- _EXERCISE TASK 1_:
Answer these questions from the text about Jakarta, marking each answer with its letter:
(a) How many people call Jakarta home?
(b) What is the name of the extensive beach recreation complex?
(c) To what year does the actual founding of Jakarta date back?
- _EXERCISE TASK 2_: Reproduce the stretch of the text about Jakarta from "Jakarta is the" through "complex called Ancol.", copying it word for word.
- _EXERCISE TASK 3_: Write what follows the last sentence of the text about Jakarta, carrying it on from there.

- _SUPPLIED TEXT_:
================
Jakarta has been called a study in contrasts: traditional and modern; rich and poor; spiritual and wordly stand side by side in this bustling metropolis. Among the 12 million people who call Jakarta home, one finds representatives of the many diverse ethnic and cultural groups which shape Indonesia, a reminder of the nation’s motto: ’‘Unity and Diversity’.
You may have to search high and low in this multi-cultural collage to find one of the proud ethnic Jakartans, called ‘Orang Betawi’. Their language, Betawi Malay, spoken by older people born and bred in Jakarta, and modern Jakarta Malay, a slang form spoken by the younger generation and migrants.
Jakarta is the port of entry for many tourists and business people. It is home to a dynamic contrast between Western-style skyscrapers, modern urban lifestyles and traditional Indonesian culture. Its rapid growth into a metropolitan city reflects the economic, political, social and industrial development of the nation.
In recent years, Jakarta has expanded its facilities for visitor with luxury hotel, fine restaurants, exciting nightlife and modern shopping centers. It contains many tourist attractions such as Taman Mini Indonesia Indah (Beautiful “Indonesia in Miniature” Park), restored colonial period buildings, island resort in the Pulau Seribu (Thousand Islands), and an extensive beach recreation complex called Ancol.
The nation’s capital, Jakarta has a remarkable history as a trading center strated as a small harbour town called Sunda Kelapa, but its actual founding dates back to the year 1527, when it was named Jayakarta by Fatahillah of the neighbouring Sultanate of Banten.
The name Jayakarta Means City of Great Victory. During the 17th century it served as the capital of Dutch east indies with the name Batavia. Reminders of this period can still be seen today in the architecture of some of the northern parts of the city.
================
Location identification items:
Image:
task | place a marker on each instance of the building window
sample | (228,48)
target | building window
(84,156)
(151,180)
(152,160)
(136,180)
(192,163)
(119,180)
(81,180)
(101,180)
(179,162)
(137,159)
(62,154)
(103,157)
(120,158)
================
- _EXERCISE RESULT 1_:
(a) 12 million
(b) Ancol
(c) 1527

- _EXERCISE RESULT 2_:
Jakarta is the port of entry for many tourists and business people. It is home to a dynamic contrast between Western-style skyscrapers, modern urban lifestyles and traditional Indonesian culture. Its rapid growth into a metropolitan city reflects the economic, political, social and industrial development of the nation.
In recent years, Jakarta has expanded its facilities for visitor with luxury hotel, fine restaurants, exciting nightlife and modern shopping centers. It contains many tourist attractions such as Taman Mini Indonesia Indah (Beautiful “Indonesia in Miniature” Park), restored colonial period buildings, island resort in the Pulau Seribu (Thousand Islands), and an extensive beach recreation complex called Ancol.

- _EXERCISE RESULT 3_:
When Indonesian independence was finally secured it was renamed Jakarta, and served today as the centre of government, business and industry, spreading over an area of more than 650 sq.km (410 sq miles).
Jakarta’s architecture reflects the history of outside influences which came and left their mark on this vital seaport city. The Taman Fatahillah Restoration Project, begun in the early 1970’s, has restored one of the oldest section of Jakarta, known as Old Batavia or Kota, to one of the most picturesque areas of the entire city.
An old Portuguese Church and warehouse have been reincarnated as living museum. The old Supreme Court building is now the National Museum of fine Arts and houses part of superb Chinese porcelain collection of former Vice-President Adam Malik.
The old Town Hall has become the Jakarta Museum, displaying such rare items as old Indonesia in historical documents and Dutch period furniture. Even the city’s tower clock was returned to England to be repaired under its life time guarantee, a lifetime which has now stretched over hunderd of years!
As Indonesia’s main gateway, Jakarta’s Soekarno Hatta International Airport is the central transportation hub of Indonesia. It serves a growing number of international airlines and is the nexus point for domestic flight across the vast expanse of the archipelago. Local transport of all form within the city is readily available.
The National Monument (Monas)
The National Monument is one of the many monuments built during the Soekarno era of fierce nationalism. The 137 – metre tall table marble obelisk is topped with aflame coated with 35 kgs of gold, and represents the people’s determination to achieve freedom.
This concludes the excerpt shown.